In den Geschichtsbüchern wurde er – wenn überhaupt – nur als ein Unglück bringender Abenteurer und Dummkopf mit Charisma erwähnt, doch schrieb Karl Marx in seinem „Kapital“, dass der außerordentlich gut aussehende Law eine „angenehme Charaktermischung aus Betrüger und Prophet“ besessen habe. Und auch Buchan, der mit sichtlicher Begeisterung von dem Schotten erzählt, meint, dessen „System sei machbar gewesen – doable hieße das heute an der Wall Street“. Laws Glaube, dass Geld nichts anderes sei als ein Destillat menschlicher Beziehungen, mit dessen Hilfe eine wohlhabende und doch gerechte Gesellschaft zu schaffen wäre, sei so falsch nicht gewesen. Doch hätten sich Geld und Absolutismus nicht miteinander vertragen.

Gestellte Aufgabe 1.
Überarbeite den Textausschnitt über Law, indem du alles von „In den Geschichtsbüchern“ bis hinunter zu „nicht miteinander vertragen.“ noch einmal wiedergibst. Setze dabei „Narr“ an die Stelle von „Dummkopf“.

Daten zur Aufgabe.

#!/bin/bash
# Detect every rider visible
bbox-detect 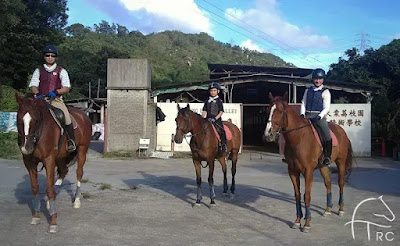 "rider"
[300,68,332,166]
[29,45,76,152]
[202,82,227,152]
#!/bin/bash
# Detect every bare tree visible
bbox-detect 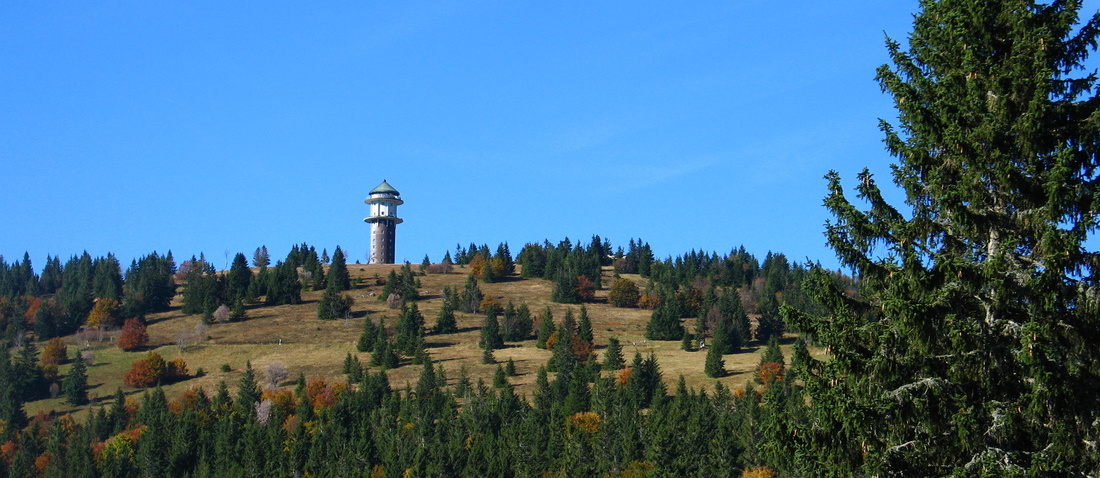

Gestellte Aufgabe 2.
Wähle aus den Datensätzen jede Zeile aus, in der die Zeichenfolge „every“ vorkommt, und achte dabei auf Groß- und Kleinschreibung.

Richtiges Ergebnis 1.
In den Geschichtsbüchern wurde er – wenn überhaupt – nur als ein Unglück bringender Abenteurer und Narr mit Charisma erwähnt, doch schrieb Karl Marx in seinem „Kapital“, dass der außerordentlich gut aussehende Law eine „angenehme Charaktermischung aus Betrüger und Prophet“ besessen habe. Und auch Buchan, der mit sichtlicher Begeisterung von dem Schotten erzählt, meint, dessen „System sei machbar gewesen – doable hieße das heute an der Wall Street“. Laws Glaube, dass Geld nichts anderes sei als ein Destillat menschlicher Beziehungen, mit dessen Hilfe eine wohlhabende und doch gerechte Gesellschaft zu schaffen wäre, sei so falsch nicht gewesen. Doch hätten sich Geld und Absolutismus nicht miteinander vertragen.

Richtiges Ergebnis 2.
# Detect every rider visible
# Detect every bare tree visible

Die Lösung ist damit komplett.